* _WHAT IS ASKED_
Count the lines in the records below that contain the word "green", and reply with that number alone.

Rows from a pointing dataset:

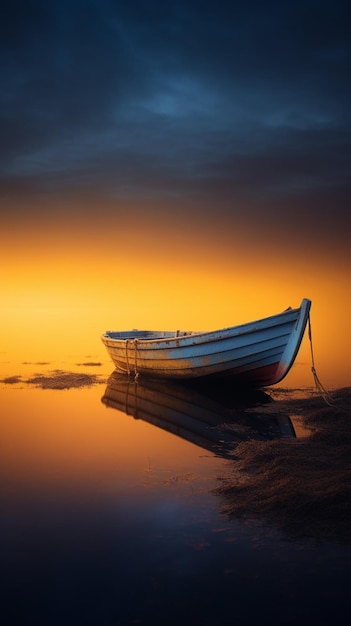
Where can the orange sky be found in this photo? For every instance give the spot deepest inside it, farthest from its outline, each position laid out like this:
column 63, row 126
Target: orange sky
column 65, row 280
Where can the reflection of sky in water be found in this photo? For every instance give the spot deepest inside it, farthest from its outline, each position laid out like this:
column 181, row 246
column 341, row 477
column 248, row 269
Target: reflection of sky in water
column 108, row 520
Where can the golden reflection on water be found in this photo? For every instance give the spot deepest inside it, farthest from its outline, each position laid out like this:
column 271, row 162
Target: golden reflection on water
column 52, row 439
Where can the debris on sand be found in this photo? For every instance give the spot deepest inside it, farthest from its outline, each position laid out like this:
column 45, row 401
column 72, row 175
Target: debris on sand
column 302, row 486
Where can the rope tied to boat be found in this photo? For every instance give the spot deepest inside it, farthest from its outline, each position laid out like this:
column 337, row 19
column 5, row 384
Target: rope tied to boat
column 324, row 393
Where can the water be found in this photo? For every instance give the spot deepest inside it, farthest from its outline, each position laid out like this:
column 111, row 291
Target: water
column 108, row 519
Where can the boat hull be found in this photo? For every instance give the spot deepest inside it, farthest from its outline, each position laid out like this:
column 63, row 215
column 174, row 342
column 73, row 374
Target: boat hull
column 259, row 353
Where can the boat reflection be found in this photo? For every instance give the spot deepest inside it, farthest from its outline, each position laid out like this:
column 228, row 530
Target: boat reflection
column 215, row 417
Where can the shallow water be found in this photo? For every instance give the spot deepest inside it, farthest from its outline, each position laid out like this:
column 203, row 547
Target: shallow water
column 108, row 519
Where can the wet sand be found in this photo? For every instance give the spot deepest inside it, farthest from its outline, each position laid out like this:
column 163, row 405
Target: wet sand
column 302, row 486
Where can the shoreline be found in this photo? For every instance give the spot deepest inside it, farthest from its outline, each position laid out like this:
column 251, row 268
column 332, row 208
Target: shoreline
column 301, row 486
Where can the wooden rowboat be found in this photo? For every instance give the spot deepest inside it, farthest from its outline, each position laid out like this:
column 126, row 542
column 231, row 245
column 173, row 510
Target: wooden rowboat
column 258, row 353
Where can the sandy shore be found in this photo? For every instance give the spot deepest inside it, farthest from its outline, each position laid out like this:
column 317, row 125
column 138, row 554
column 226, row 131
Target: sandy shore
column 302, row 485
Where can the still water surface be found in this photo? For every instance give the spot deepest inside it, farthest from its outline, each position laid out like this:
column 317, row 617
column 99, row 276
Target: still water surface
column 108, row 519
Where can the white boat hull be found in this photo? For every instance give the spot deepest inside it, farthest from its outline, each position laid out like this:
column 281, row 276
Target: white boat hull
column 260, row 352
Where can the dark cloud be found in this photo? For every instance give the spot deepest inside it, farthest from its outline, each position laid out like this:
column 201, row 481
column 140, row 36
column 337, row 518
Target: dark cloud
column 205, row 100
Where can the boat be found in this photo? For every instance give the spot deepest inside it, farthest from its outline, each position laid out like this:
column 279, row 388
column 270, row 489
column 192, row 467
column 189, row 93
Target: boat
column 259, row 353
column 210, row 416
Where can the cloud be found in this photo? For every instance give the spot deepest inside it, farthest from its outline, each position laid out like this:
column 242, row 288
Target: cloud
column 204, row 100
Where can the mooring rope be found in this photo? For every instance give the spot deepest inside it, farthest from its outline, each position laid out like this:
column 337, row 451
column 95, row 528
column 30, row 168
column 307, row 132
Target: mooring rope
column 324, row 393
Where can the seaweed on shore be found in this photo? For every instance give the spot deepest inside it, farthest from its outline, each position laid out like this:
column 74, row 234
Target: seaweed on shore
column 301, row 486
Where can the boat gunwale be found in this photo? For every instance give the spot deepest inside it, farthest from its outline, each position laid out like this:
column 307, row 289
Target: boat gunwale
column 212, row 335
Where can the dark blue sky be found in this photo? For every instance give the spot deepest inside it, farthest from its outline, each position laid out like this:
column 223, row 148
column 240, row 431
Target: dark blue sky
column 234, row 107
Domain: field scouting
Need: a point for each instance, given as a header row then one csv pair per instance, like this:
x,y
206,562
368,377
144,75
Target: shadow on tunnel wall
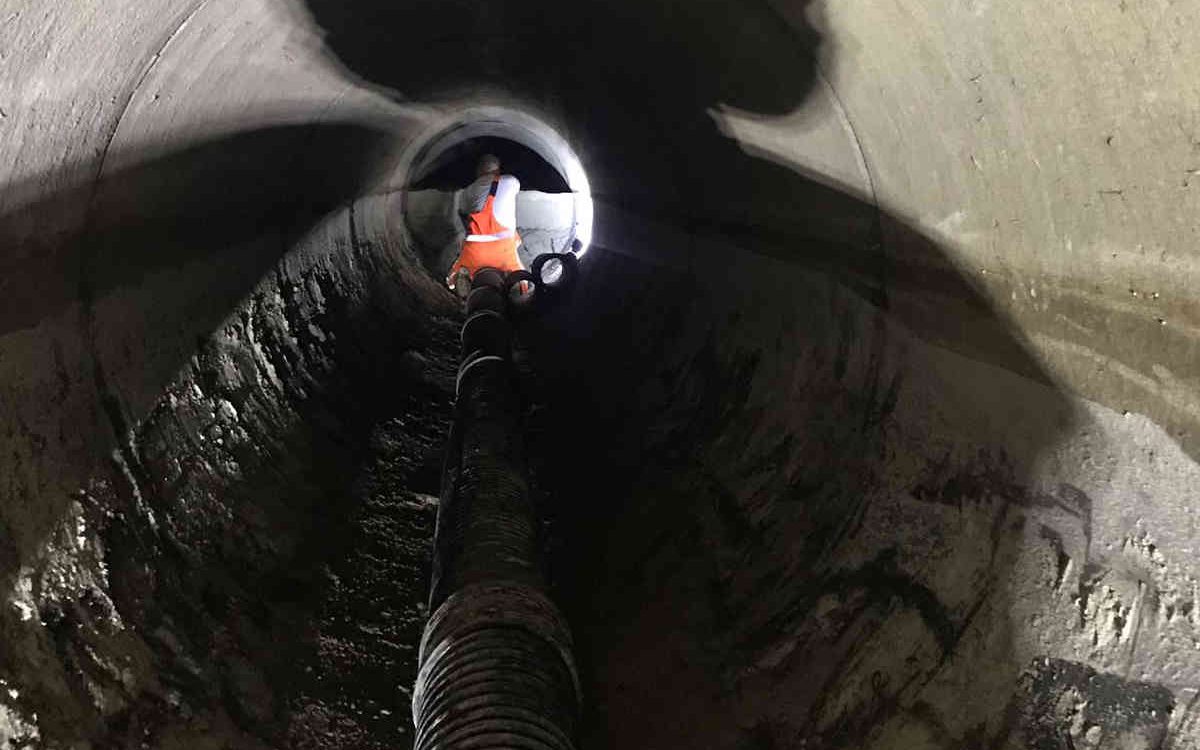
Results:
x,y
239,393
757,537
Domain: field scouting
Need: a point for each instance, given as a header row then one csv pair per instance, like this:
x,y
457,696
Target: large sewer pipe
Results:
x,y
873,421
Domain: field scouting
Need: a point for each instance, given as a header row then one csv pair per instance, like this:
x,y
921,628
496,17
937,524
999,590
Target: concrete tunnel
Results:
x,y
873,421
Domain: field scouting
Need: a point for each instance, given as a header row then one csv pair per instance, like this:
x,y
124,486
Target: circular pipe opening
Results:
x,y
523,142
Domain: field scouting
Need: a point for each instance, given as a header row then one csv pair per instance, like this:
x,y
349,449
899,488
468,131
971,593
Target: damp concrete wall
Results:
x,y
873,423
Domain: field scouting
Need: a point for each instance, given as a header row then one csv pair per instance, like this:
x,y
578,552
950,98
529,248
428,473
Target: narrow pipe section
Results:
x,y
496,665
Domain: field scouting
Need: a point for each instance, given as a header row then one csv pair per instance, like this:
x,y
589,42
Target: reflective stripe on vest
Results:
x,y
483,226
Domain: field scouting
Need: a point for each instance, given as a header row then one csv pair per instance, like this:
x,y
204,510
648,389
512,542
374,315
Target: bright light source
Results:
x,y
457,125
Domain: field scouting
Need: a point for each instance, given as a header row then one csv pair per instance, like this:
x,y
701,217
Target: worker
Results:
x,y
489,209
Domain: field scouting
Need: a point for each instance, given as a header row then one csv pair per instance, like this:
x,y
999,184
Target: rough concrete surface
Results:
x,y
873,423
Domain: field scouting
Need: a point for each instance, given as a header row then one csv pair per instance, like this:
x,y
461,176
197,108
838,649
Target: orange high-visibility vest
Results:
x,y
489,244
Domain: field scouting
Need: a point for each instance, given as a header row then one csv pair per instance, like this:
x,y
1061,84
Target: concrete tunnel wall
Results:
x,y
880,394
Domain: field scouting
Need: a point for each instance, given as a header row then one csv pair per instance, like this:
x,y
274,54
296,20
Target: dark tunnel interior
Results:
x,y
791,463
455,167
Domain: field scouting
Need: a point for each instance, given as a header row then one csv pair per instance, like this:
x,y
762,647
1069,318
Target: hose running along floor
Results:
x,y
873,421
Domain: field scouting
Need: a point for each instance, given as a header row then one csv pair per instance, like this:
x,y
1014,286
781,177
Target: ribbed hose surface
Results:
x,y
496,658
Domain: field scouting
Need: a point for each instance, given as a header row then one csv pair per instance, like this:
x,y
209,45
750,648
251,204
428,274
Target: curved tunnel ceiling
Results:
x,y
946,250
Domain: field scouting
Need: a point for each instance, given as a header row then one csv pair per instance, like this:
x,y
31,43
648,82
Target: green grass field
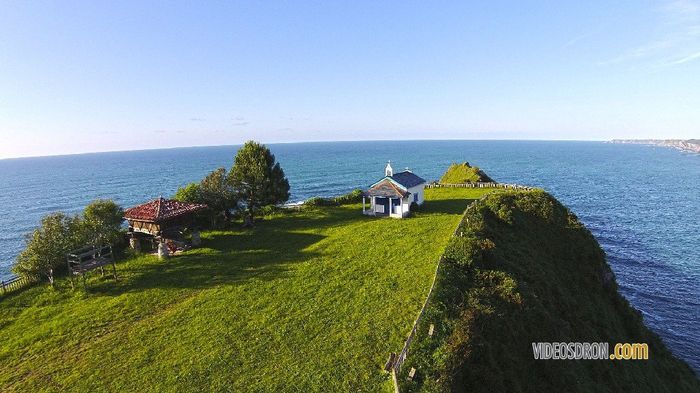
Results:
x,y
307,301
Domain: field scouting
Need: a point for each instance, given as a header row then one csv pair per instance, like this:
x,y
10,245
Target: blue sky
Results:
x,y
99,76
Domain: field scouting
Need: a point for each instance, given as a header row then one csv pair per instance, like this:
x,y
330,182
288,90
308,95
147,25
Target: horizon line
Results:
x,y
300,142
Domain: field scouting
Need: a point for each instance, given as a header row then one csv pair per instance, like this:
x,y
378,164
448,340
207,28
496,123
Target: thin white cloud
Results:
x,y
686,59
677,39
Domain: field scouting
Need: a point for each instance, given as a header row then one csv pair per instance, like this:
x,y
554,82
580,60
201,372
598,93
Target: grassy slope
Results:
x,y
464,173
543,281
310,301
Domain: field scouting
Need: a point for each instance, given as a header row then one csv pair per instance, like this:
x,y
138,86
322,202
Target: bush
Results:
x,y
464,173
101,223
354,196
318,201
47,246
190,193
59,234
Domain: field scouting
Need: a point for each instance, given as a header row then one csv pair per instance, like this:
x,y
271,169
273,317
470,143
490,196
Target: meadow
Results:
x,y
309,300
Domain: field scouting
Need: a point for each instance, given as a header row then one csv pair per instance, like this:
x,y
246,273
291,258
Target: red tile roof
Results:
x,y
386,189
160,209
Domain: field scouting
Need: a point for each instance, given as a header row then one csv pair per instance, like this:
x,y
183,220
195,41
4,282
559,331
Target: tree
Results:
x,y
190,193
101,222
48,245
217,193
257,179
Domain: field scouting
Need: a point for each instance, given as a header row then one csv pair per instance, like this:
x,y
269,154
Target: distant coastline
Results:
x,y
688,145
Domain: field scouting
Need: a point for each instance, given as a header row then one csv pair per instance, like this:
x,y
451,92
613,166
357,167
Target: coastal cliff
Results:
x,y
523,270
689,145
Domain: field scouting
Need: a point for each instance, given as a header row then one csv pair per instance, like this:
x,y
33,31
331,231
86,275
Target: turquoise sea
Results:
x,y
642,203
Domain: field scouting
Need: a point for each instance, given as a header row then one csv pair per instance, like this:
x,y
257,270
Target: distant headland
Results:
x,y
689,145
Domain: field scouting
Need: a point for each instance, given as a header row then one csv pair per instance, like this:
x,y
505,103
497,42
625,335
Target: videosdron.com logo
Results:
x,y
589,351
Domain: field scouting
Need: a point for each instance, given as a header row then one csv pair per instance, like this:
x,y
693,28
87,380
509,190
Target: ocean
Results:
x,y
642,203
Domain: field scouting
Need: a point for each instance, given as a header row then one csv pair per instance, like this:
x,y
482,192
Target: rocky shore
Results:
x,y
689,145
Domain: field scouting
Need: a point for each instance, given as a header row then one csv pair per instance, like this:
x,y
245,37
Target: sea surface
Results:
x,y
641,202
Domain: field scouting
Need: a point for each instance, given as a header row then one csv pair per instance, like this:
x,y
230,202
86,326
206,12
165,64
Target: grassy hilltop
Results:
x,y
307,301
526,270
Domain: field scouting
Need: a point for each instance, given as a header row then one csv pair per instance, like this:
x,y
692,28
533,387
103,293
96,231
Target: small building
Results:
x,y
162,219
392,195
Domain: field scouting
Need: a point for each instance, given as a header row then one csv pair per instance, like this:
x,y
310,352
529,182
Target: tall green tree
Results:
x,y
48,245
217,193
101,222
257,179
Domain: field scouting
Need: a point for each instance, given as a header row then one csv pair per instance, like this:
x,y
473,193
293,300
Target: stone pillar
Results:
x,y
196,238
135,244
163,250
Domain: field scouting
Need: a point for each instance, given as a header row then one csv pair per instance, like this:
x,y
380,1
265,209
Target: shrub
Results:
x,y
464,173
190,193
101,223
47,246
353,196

* _TASK RESPONSE_
2